Point placement records
• • • • •

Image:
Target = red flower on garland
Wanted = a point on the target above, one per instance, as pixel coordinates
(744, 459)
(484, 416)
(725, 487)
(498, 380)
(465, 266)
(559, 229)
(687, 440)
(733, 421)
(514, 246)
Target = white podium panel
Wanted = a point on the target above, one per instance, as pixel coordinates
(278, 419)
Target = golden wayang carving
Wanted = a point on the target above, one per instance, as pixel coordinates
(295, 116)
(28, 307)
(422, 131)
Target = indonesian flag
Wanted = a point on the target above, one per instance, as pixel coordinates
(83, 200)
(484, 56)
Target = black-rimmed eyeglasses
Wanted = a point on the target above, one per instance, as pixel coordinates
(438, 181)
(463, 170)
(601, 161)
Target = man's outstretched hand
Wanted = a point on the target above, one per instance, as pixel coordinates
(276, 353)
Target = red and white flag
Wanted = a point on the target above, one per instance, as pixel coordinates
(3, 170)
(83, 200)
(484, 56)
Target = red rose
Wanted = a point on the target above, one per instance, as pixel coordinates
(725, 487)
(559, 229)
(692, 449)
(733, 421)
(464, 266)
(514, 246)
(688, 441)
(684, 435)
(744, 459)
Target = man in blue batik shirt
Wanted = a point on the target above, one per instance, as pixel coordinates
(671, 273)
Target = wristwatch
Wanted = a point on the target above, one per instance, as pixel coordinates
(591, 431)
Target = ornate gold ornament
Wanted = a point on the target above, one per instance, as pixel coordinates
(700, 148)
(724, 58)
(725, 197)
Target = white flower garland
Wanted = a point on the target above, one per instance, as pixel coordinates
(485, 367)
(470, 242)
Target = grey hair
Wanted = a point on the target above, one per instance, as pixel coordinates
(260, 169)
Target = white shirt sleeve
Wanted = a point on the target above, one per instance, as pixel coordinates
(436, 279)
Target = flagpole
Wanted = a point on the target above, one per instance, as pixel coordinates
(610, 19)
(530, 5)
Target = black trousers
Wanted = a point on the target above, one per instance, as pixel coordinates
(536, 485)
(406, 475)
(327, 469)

• • • • •

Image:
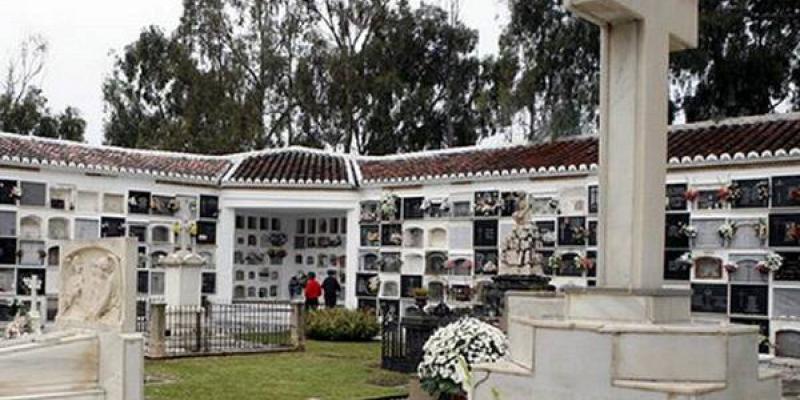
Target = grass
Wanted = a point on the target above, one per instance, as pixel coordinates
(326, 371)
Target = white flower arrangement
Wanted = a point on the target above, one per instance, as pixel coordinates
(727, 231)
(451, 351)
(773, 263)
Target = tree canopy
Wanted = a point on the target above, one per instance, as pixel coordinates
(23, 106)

• • • • •

YOUR OBJECTIVE
State how many lines in the data above contain the string "black". Case counts.

RESULT
2